▸ Texto del ejercicio
----------------------------------------

Una propuesta electoral recurrente durante cada campaña presidencial es el cambio de la Constitución. El proceso actual no es la excepción, estimulado además por las manifestaciones ocurridas en Chile que desembocaron en un plebiscito y próxima elección de una convención constituyente, coincidentemente el mismo día de nuestros comicios generales (11 de abril).

Los críticos a la Constitución de 1993 sostienen su fracaso para alcanzar el bienestar general, otros la culpan de instaurar un modelo de corrupción y, como prueba, aluden al caso Lava Jato. Lo cierto es que todas las criticas son atribuibles a la falta de acción política y vacíos legales. La Constitución reconoce el derecho a la salud (artículos 9, 10 y 11 CP) y la educación (artículos 13 al 19 CP), pero la inacción gubernamental no construyó suficientes hospitales y colegios; también promueve la actividad privada, pero sin una ley contra los monopolios y oligopolios como exige su artículo 61. Otros candidatos proponen reconocer el derecho al internet, cuando el catálogo de derechos es una lista abierta que comprende todos los bienes humanos fundados en su dignidad (artículo 3 CP), una propuesta que se cumple alquilando un satélite.

¿Es confiable un Jefe de Estado que promueva cambiar el marco constitucional que juró respetar? Es contradictorio convocar una asamblea constituyente cuando el presidente electo debe jurar el cumplimiento de las disposiciones constitucionales. El derecho comparado nos muestra ejemplos cercanos: Venezuela (1999), Ecuador (2008) y Bolivia (2009), con resultados poco auspiciosos para los derechos fundamentales y el bienestar general. Los problemas que nos aquejan como país no surgen de la Carta de 1993, sino de una errónea gestión para el desarrollo y ausencia de políticas públicas para promover la igualdad y mejorar la calidad de vida. No es la Constitución sino la corrupción.

----------------------------------------

▸ Los datos

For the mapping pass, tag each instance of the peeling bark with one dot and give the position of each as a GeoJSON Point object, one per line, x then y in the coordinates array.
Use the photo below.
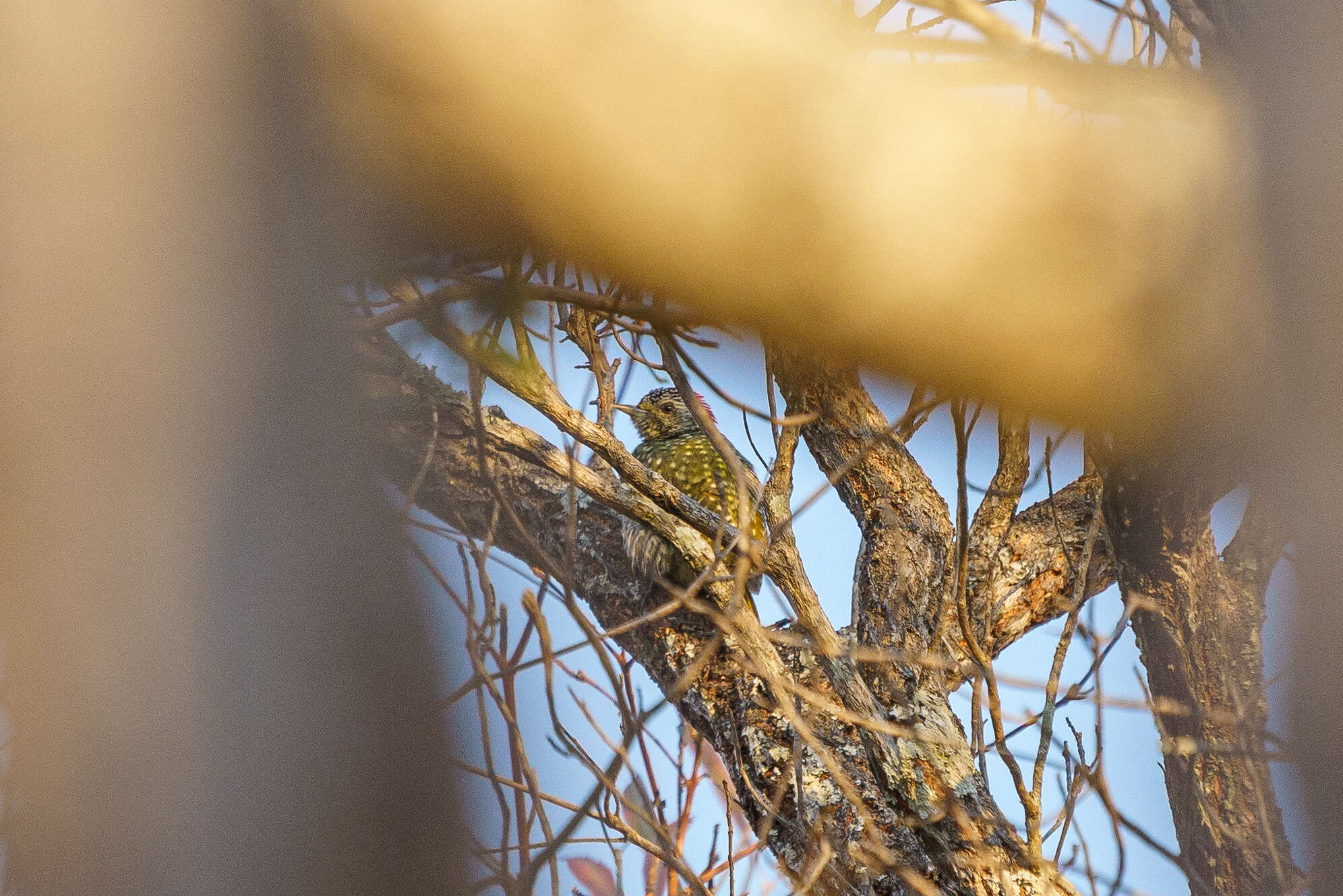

----------------------------------------

▸ Problema
Copia del texto sobre la reforma constitucional el fragmento que empieza en "Los críticos a" y termina en "alquilando un satélite.".

▸ Solución del ejercicio
Los críticos a la Constitución de 1993 sostienen su fracaso para alcanzar el bienestar general, otros la culpan de instaurar un modelo de corrupción y, como prueba, aluden al caso Lava Jato. Lo cierto es que todas las criticas son atribuibles a la falta de acción política y vacíos legales. La Constitución reconoce el derecho a la salud (artículos 9, 10 y 11 CP) y la educación (artículos 13 al 19 CP), pero la inacción gubernamental no construyó suficientes hospitales y colegios; también promueve la actividad privada, pero sin una ley contra los monopolios y oligopolios como exige su artículo 61. Otros candidatos proponen reconocer el derecho al internet, cuando el catálogo de derechos es una lista abierta que comprende todos los bienes humanos fundados en su dignidad (artículo 3 CP), una propuesta que se cumple alquilando un satélite.